# PROMPT:
In this exercise, each record below is to be written out again exactly.

# PROVIDED MATERIAL:
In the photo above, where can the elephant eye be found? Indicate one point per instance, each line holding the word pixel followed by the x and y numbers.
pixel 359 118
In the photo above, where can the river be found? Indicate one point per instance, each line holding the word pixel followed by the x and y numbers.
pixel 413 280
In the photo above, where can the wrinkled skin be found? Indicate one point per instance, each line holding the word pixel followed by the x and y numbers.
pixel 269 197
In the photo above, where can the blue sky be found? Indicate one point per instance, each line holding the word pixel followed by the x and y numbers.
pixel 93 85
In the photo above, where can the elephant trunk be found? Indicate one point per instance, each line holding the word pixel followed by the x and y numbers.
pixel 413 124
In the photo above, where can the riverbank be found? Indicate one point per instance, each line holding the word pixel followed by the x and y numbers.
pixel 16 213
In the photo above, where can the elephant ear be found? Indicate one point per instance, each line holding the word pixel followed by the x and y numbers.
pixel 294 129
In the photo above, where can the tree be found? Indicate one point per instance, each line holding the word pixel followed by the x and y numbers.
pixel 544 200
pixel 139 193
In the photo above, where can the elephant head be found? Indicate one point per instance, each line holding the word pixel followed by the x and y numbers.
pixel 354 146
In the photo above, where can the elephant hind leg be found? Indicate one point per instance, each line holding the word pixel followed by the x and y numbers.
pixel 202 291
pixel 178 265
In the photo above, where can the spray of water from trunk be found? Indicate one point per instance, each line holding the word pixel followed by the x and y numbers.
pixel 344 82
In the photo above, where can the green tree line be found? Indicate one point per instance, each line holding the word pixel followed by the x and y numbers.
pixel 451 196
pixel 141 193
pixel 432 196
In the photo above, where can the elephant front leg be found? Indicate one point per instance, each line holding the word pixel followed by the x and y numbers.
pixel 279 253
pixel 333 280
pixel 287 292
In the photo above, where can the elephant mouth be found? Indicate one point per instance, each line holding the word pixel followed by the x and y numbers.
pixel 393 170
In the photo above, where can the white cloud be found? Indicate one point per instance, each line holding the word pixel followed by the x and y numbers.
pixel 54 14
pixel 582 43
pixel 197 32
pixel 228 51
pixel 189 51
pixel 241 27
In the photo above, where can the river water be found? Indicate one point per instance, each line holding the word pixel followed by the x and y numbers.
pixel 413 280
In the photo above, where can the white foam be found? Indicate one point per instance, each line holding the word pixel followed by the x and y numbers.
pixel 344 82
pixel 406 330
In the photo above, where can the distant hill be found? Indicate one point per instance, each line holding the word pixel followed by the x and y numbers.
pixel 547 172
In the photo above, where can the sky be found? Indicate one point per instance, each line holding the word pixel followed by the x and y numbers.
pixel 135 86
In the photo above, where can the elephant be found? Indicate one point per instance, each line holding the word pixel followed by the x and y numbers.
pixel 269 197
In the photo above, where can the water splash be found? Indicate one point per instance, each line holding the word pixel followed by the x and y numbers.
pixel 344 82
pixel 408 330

# REPLY TO THE EXERCISE:
In the photo above, where can the elephant eye be found? Indicate one point per instance, each line holding the word pixel followed by the x and y numbers.
pixel 359 118
In the photo above, where can the river be found? Indicate one point per instance, each line holding the word pixel followed by the x and y numbers.
pixel 413 280
In the photo above, where can the wrinkled skin be found? Indicate one point per instance, each line holding the word pixel followed by the x and y numbers.
pixel 269 197
In the photo above, where can the blue sky be found? Indicate one point per instance, each line holding the word pixel followed by the x and y numbers.
pixel 93 85
In the photo above, where can the elephant trunk be found? Indicate one point per instance, each line holding the word pixel followed by the x and y numbers.
pixel 413 124
In the photo above, where can the riverbank be found? Indicate one point per instance, each line holding the word pixel followed by the x and y numbers.
pixel 16 213
In the photo above, where can the elephant ear be found? Indicate one point per instance, each line holding the word pixel followed by the x and y numbers.
pixel 294 129
In the photo above, where can the tree be found? Indicate one point per instance, each line holding the word pixel followed by the x and y numbers.
pixel 544 200
pixel 139 193
In the photo above, where can the elephant head be found? Indicate one point per instance, each line holding the word pixel followed by the x and y numbers.
pixel 354 146
In the photo above, where can the elephant hind leg be found? Indicate one point per instance, each line holding the word pixel followed by the x and y numbers.
pixel 202 291
pixel 178 265
In the photo above, where can the spray of water from trunk be found? Indicate one point per instance, each line holding the word pixel followed by the x and y numbers.
pixel 344 82
In the photo above, where can the green tree line be found? Indicate one point per instance, each line holding the word pixel followed by the x and y numbers.
pixel 451 196
pixel 141 193
pixel 432 196
In the photo above, where can the elephant front leg be found? Indicate one point per instance, each line holding the word pixel followed by the x and y numbers.
pixel 279 253
pixel 333 280
pixel 287 292
In the photo above, where can the elephant mouth be found? Indicate one point per instance, each line holding the word pixel followed by the x and y numbers.
pixel 393 170
In the photo above, where can the white cloud be found? Indicate one point per instance, each line holding the word pixel followed by the x and y numbers.
pixel 54 14
pixel 582 43
pixel 197 32
pixel 228 51
pixel 189 51
pixel 241 27
In the photo above, where can the river water be found? Indicate one point per instance, each line holding the word pixel followed by the x and y numbers.
pixel 413 280
In the photo above, where can the white foam be found? Indicate one point per instance, each line holding the word pixel followed by the x and y numbers.
pixel 344 82
pixel 406 330
In the photo above, where can the distant hill be found? Indicate one point per instance, each line holding the word pixel followed by the x and y numbers.
pixel 547 172
In the photo above, where can the sky be found? Indicate one point per instance, each line holding the word pixel followed by the x and y numbers.
pixel 135 86
In the photo above, where can the elephant be found? Indicate one point per instance, each line holding the word pixel followed by the x and y numbers.
pixel 269 197
In the photo above, where can the water splash be found? Indicate one point per instance, each line holding the word pixel followed by the x and y numbers.
pixel 344 82
pixel 408 330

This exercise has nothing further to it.